_Problem to solve_
Copy the data below exactly, in full, leaving out the pictures.

(Data taken from a collection)
============
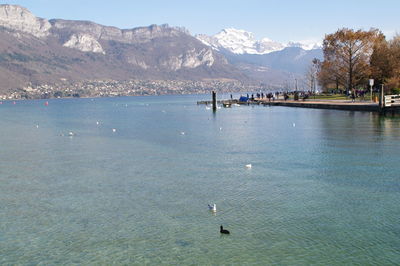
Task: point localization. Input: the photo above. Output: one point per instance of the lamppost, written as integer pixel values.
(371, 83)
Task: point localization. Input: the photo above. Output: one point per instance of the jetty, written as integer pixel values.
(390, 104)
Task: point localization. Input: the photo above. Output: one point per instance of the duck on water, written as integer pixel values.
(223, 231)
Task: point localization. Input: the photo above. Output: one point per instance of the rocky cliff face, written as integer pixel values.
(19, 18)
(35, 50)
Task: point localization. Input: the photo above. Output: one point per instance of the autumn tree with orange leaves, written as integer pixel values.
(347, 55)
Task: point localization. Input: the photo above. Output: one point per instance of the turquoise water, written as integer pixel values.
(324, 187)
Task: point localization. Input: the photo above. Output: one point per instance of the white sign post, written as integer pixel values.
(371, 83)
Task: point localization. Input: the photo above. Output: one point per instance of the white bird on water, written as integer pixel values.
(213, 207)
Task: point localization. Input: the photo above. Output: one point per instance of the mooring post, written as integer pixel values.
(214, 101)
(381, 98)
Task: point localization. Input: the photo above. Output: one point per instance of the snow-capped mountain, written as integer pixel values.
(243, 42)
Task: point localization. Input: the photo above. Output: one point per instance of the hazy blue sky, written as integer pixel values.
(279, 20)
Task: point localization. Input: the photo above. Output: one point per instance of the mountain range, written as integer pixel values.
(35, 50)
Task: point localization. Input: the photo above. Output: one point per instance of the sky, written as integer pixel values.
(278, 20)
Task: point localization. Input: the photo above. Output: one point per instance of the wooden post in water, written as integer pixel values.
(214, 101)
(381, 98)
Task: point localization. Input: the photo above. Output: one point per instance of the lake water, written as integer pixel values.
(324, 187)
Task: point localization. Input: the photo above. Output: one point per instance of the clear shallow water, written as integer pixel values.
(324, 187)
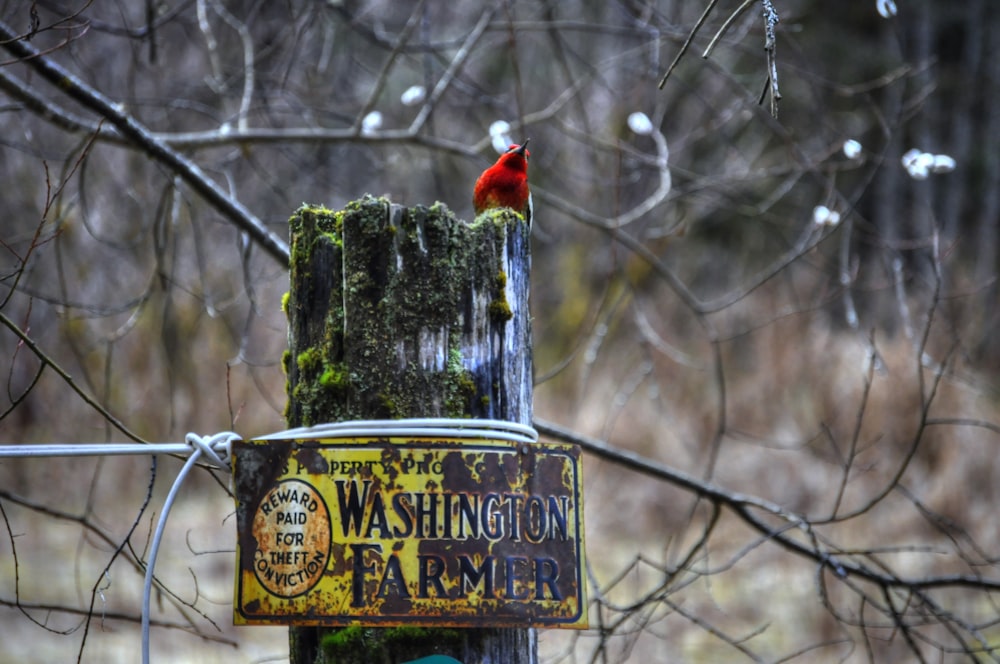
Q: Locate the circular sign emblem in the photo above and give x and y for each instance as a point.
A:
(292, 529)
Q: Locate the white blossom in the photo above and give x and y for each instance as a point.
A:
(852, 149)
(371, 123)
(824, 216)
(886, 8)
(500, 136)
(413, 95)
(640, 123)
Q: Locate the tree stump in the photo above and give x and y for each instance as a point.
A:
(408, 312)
============
_Response to this task_
Task: point localization. Input: the photo above. Output: one point per instance of the lamppost, written as integer pixel values.
(371, 83)
Task: point localization. Input: the photo above. Output: one point per instance of the jetty, written as integer pixel values.
(390, 104)
Task: point localization. Input: the photo above. Output: one point per instance of the duck on water, written as integer pixel values.
(223, 231)
Task: point localization. Input: the photo above. Output: one point per instance of the rocky cliff face, written as integer pixel values.
(19, 18)
(35, 50)
Task: point localization. Input: the photo above. Output: one point per instance of the autumn tree with orange leaves, written as integer pixel values.
(347, 55)
Task: point localization. Input: the photo above. Output: one point per instance of the turquoise water, written as integer pixel values.
(324, 187)
Task: point localization. Input: the photo above. Output: one point per instance of the white sign post, written as integer pixel values.
(371, 83)
Task: point localization. Input: the photo above. Output: one point per instance of the white bird on water, written as integer pixel values.
(213, 207)
Task: point localization. Input: the photo above. Output: one point per instance of the mooring post, written as integer pixel values.
(214, 101)
(381, 98)
Task: point localization. Input: the photo above. Output: one point per instance of the snow-capped mountain, written as integer pixel values.
(243, 42)
Task: point localization. Input: the photo above. Output: one point per instance of the hazy blue sky, written as integer pixel values.
(279, 20)
Task: point localization. Input: the photo above. Output: one point per instance of the mountain range, written as integer pixel values.
(35, 50)
Task: point localization. Input: the photo above. Output: one point per instance of the sky, written as integer pixel values.
(278, 20)
Task: point localization. Input: the photo above. Output: one point per instance of the wooden post in water, written as integer pixel values.
(214, 101)
(381, 98)
Task: point localization. Input: the photo above. Output: one point per instance of the lake water, written as integer pixel values.
(324, 187)
Task: point localization. Input: the photo above. Output: one point per instance of the clear shallow water, written as integer pixel values.
(324, 187)
Q: Locate the circular sign emblem in the photo above and give x and y for each instance as a point.
A:
(292, 529)
Q: Locate the white blossom in the photo above and give x and y for each instance as a point.
A:
(852, 149)
(371, 123)
(824, 216)
(886, 8)
(500, 136)
(413, 95)
(640, 123)
Q: Locate the tree stump in the photo above and give x and y for each instance as a point.
A:
(408, 312)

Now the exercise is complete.